読解用抜粋:
プロデューサーの意向でポップなシングルも発表したが、ジェフが目指したのは“最高のロック・バンド、ブルース・バンド”であり、現在は“サー”の称号を持つロッド・スチュワート、ロン・ウッドらとそれを実現。ジェフ・ベック・グループ名義で画期的なブルース・ロック・アルバム『トゥルース』『ベック・オラ』を生んだ。

 もっとも、ジェフとロッドの間には亀裂が生じ、69年のウッドストック・フェスティバルの出演前にグループは崩壊。映像では、そのあたりの事情がロッドやロンの言葉でも語られる。

 70年には第2期ジェフ・ベック・グループを始動。スティーヴィー・ワンダーとの共演から生まれた「迷信」を巡るエピソード、同曲をベック・ボガート&アピスでハード・ロック化して絶大な評価を得たものの、曲作りに煮詰まって解散に至った経緯も明かされる。

問題:
(a) ジェフ・ベックについての文章をもとに、次の問いに答えよ。
(i) ジェフ・ベック・グループ名義で生まれた2枚のアルバムは何か。
(ii) ウッドストック・フェスティバルの出演前にグループはどうなったか。
(iii) 第2期ジェフ・ベック・グループが始動したのは何年か。
(b) ジェフ・ベックについての文章の最後の一文を引き継いで、続きを書け。
データはここでは使わない。

(データセットより)
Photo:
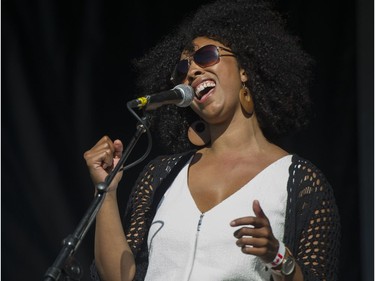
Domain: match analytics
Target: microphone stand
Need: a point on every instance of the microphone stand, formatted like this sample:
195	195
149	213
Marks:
65	264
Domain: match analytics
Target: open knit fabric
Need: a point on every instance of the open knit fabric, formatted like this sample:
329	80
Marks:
312	223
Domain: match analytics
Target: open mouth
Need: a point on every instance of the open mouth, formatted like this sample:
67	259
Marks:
204	88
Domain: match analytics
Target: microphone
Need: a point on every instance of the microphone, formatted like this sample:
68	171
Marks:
181	95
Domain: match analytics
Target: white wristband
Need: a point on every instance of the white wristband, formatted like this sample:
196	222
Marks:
279	257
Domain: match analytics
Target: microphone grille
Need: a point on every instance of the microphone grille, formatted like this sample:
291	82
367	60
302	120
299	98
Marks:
187	95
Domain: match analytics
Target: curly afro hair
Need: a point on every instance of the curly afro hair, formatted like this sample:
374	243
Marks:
279	70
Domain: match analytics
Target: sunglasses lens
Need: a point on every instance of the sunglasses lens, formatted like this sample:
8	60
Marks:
206	56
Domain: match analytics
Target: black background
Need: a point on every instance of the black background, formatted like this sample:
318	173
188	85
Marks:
66	78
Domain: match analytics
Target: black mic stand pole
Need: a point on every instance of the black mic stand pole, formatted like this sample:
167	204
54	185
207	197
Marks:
64	262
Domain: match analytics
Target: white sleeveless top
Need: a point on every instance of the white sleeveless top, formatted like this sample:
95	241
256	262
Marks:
185	244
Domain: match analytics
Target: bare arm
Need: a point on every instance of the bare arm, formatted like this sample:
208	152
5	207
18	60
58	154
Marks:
113	257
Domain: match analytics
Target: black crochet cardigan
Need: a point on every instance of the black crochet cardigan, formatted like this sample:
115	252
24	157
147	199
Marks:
312	222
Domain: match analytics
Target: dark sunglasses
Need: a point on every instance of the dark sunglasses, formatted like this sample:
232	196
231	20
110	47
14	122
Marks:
204	57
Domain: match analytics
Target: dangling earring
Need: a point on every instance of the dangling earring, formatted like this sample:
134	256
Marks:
246	100
198	133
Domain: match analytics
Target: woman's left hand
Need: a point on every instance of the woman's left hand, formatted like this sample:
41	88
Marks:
256	236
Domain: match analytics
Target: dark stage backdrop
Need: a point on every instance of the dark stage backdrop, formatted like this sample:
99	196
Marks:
66	78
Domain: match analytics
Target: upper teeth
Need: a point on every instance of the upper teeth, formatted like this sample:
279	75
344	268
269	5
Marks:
203	86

解答:
(a)
(i) 『トゥルース』と『ベック・オラ』
(ii) 崩壊した。
(iii) 70年

(b)
 ジェフが“新たな扉が開いた”と感じたのは、マイルス・デイヴィスのアルバム『ジャック・ジョンソン』でのジョン・マクラフリンのギター演奏だった。これに衝撃を受け、第二のロッドを探すのを諦めてギターに集中する。プロデュースをジョージ・マーティンに委ね、フュージョン的な要素やオーケストラも起用した『ブロウ・バイ・ブロウ』(75年)を発表し、新たな評価を得た。ヤン・ハマーとのコンビによる『ワイアード』(76年)も好評だった。

 ヤンのほか、デヴィッド・ギルモア、ジョー・ペリー(エアロスミス)、スラッシュ(ガンズ&ローゼズ)、ジミー・ペイジ、エリック・クラプトンらが、トレモロ・アーム、ヴォリューム・コントロルを巧みに操る指弾きや、ハーモニック奏法といったジェフのギター・テクニックを分析する。その数々のコメントも本作の見どころだ。

 ヤンは“誰もが想像しえない形で楽器の可能性を広げた”。エリックは、ジェフのギター・テクニックの追究について“すべては彼の声を出すため”。ジミー・ペイジは“今も進化し続けている。人としても心から尊敬し続けている”と語っている。

 ジェフは、常に新しい視点を持ち、リスクを恐れずに挑戦し続けてきた。74歳を目前に、衰えや限界をちっとも感じさせない。

“家のあちこちにギターを置いてある。弾くのを忘れないように。ギターは絶え間ない挑戦だ。手に取るたび覚えたてのふりをする。それって効果があるよ”

 そんなジェフの言葉から、鍛錬を怠らない努力の人であることも明らかになる。ギターに賭ける情熱がうかがえ、『スティル・オン・ザ・ラン』という表題にも納得させられた。(音楽評論家・小倉エージ)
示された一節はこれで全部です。